Start of PROVIDED MATERIAL

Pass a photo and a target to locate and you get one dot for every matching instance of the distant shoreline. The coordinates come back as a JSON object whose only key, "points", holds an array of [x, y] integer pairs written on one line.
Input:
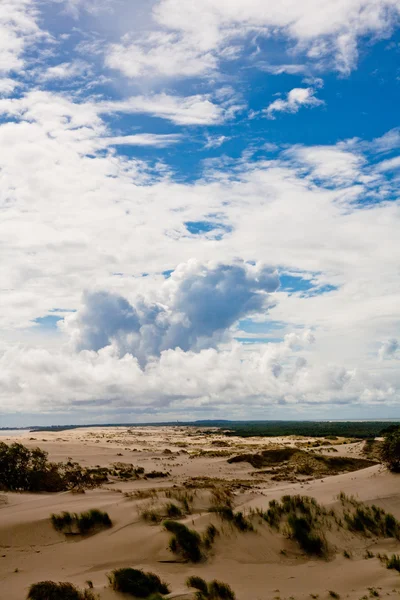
{"points": [[356, 428]]}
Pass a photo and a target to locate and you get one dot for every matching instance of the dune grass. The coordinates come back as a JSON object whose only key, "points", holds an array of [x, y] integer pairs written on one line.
{"points": [[184, 541], [215, 590], [50, 590], [137, 583], [83, 523]]}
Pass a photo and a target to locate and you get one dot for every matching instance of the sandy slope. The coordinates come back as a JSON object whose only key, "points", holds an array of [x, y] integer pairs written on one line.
{"points": [[251, 563]]}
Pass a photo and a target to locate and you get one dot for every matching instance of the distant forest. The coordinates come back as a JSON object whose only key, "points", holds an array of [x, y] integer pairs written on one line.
{"points": [[355, 429]]}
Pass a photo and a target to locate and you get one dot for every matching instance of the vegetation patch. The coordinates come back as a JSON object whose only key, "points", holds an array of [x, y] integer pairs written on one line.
{"points": [[303, 518], [235, 518], [22, 469], [137, 583], [49, 590], [157, 474], [390, 451], [295, 461], [184, 542], [83, 523], [215, 590], [368, 520]]}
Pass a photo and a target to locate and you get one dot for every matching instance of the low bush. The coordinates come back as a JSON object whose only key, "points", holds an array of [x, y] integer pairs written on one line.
{"points": [[184, 542], [303, 515], [82, 523], [157, 474], [198, 584], [22, 469], [209, 536], [173, 511], [393, 562], [237, 519], [215, 590], [302, 532], [365, 519], [137, 583], [390, 452], [49, 590]]}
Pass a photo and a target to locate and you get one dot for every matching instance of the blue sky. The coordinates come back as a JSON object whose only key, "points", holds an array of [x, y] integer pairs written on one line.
{"points": [[200, 210]]}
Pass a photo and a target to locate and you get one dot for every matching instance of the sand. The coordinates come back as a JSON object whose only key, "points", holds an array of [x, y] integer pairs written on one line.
{"points": [[252, 563]]}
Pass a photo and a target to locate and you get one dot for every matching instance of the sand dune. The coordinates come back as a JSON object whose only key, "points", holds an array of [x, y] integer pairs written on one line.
{"points": [[252, 563]]}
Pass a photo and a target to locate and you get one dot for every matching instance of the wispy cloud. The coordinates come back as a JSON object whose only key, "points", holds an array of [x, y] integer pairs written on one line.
{"points": [[295, 99]]}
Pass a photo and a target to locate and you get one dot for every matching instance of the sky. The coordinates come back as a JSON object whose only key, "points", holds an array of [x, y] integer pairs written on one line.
{"points": [[200, 210]]}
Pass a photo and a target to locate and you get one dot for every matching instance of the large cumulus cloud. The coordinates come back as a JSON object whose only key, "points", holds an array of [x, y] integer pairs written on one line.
{"points": [[193, 309]]}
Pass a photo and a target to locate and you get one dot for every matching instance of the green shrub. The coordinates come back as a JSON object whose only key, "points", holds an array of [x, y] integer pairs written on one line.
{"points": [[237, 519], [220, 591], [301, 531], [137, 582], [209, 536], [215, 590], [49, 590], [366, 519], [22, 469], [173, 511], [393, 562], [152, 516], [83, 523], [198, 584], [157, 474], [390, 452], [184, 541]]}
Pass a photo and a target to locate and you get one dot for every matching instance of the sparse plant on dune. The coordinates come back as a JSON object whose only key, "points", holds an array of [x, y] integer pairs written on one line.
{"points": [[366, 520], [215, 590], [82, 523], [50, 590], [393, 562], [390, 452], [137, 583], [209, 536], [184, 542]]}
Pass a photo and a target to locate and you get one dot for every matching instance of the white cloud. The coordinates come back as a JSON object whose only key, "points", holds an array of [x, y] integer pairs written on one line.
{"points": [[330, 163], [143, 139], [215, 141], [7, 86], [391, 164], [161, 55], [78, 217], [181, 110], [190, 39], [18, 29], [295, 99], [388, 349], [196, 307], [66, 70]]}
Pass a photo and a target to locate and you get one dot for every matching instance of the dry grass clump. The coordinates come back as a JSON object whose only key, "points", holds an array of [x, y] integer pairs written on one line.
{"points": [[392, 562], [365, 519], [183, 497], [141, 494], [83, 523], [184, 542], [215, 590], [155, 516], [287, 462], [209, 536], [50, 590], [235, 518], [157, 474], [137, 583], [126, 471], [303, 518]]}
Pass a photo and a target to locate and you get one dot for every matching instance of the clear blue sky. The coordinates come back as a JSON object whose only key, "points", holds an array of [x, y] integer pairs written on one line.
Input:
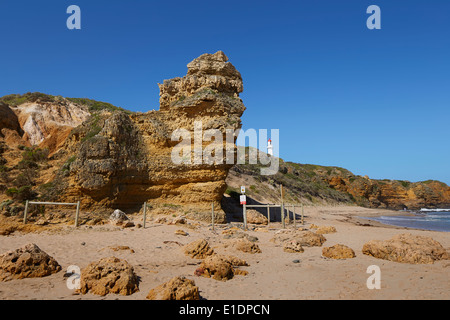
{"points": [[373, 101]]}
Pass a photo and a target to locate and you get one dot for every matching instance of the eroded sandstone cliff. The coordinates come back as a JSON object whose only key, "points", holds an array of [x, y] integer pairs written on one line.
{"points": [[129, 160]]}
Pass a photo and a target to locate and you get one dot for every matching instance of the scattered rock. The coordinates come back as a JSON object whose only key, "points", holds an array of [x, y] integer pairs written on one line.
{"points": [[406, 248], [304, 238], [256, 217], [28, 261], [338, 251], [41, 222], [128, 224], [118, 218], [215, 267], [181, 233], [198, 249], [178, 288], [323, 229], [121, 248], [246, 245], [220, 267], [161, 220], [109, 275], [178, 220], [238, 234]]}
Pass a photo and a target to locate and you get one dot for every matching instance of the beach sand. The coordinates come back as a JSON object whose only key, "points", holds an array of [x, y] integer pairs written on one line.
{"points": [[272, 273]]}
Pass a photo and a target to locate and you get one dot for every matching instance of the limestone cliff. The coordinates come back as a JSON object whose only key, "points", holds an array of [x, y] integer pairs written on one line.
{"points": [[129, 160]]}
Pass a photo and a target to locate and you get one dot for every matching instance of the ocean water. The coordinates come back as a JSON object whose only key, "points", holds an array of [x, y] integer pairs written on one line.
{"points": [[428, 219]]}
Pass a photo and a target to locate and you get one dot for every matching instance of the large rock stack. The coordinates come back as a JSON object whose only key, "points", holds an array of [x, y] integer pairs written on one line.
{"points": [[130, 159]]}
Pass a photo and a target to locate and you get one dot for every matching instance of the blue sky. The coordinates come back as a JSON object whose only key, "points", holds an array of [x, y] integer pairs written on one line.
{"points": [[375, 102]]}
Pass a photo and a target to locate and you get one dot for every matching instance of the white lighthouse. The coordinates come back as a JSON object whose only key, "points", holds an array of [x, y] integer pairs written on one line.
{"points": [[269, 147]]}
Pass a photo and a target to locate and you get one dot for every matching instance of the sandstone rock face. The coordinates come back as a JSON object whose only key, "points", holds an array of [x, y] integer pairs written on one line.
{"points": [[198, 249], [256, 217], [47, 124], [130, 159], [109, 275], [28, 261], [407, 248], [177, 288], [338, 251]]}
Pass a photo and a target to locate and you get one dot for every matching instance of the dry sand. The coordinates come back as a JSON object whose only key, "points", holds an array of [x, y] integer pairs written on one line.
{"points": [[272, 273]]}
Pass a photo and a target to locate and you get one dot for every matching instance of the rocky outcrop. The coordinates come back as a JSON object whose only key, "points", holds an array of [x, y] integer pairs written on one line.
{"points": [[28, 261], [407, 248], [177, 288], [109, 275], [129, 159]]}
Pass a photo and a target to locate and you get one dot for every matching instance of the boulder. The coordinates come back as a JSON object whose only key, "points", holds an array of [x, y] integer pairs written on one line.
{"points": [[220, 267], [119, 218], [406, 248], [338, 251], [246, 245], [323, 229], [109, 275], [292, 246], [304, 238], [177, 288], [256, 217], [198, 249], [28, 261], [215, 267]]}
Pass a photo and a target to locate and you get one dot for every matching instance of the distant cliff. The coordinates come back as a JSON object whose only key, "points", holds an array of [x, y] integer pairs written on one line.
{"points": [[315, 184], [108, 158]]}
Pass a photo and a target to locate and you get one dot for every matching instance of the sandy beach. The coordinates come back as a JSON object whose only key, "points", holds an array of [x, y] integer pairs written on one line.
{"points": [[273, 274]]}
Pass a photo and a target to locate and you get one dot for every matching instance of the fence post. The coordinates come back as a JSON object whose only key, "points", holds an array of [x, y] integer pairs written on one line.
{"points": [[145, 212], [77, 214], [282, 206], [245, 217], [212, 214], [303, 222], [293, 216], [25, 212]]}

End of PROVIDED MATERIAL

Only what runs from the line containing "of the rocky" through the final line of the entries above belongs in the answer, restated exactly.

Pass a photo and a target to locate and you get one dot for every matching instance of the rocky outcrop. The coordinates come back as a JSON object whose only key, "points", holds an array of [x, y] integer pairs written on one line.
{"points": [[28, 261], [407, 248], [177, 288], [109, 275], [129, 159]]}
Pass a photo and a target to locate and you get one dot for every matching instance of the boulder. The coordinates come back as a JSON object whose only key, "points", holds an array of [x, y] integer pairs written on one line.
{"points": [[220, 267], [119, 218], [406, 248], [338, 251], [246, 245], [323, 229], [109, 275], [292, 246], [304, 238], [177, 288], [256, 217], [198, 249], [28, 261], [215, 267]]}
Pass a photo and a target to locate and you get one dot for every matching instance of the distant cliff. The coordinates come back as a JSON object whose only key, "points", holds an array of [x, y] integer pairs written on one line.
{"points": [[315, 184], [108, 158]]}
Pass a photo and a target to locate and you get one dot for every matching instance of the sandy beach. The coordinates come back as a JSON object whose only key, "points", holds an array of [x, y] integer pairs written on one line.
{"points": [[273, 274]]}
Pass a photo and a target to locate and you get one dot for every matching instance of the fence post. The coordinates come back as a JSON object whose only key, "points", holds an array of [x, y] integer pairs written on one line.
{"points": [[145, 212], [77, 214], [282, 206], [245, 217], [212, 214], [303, 222], [293, 216], [25, 212]]}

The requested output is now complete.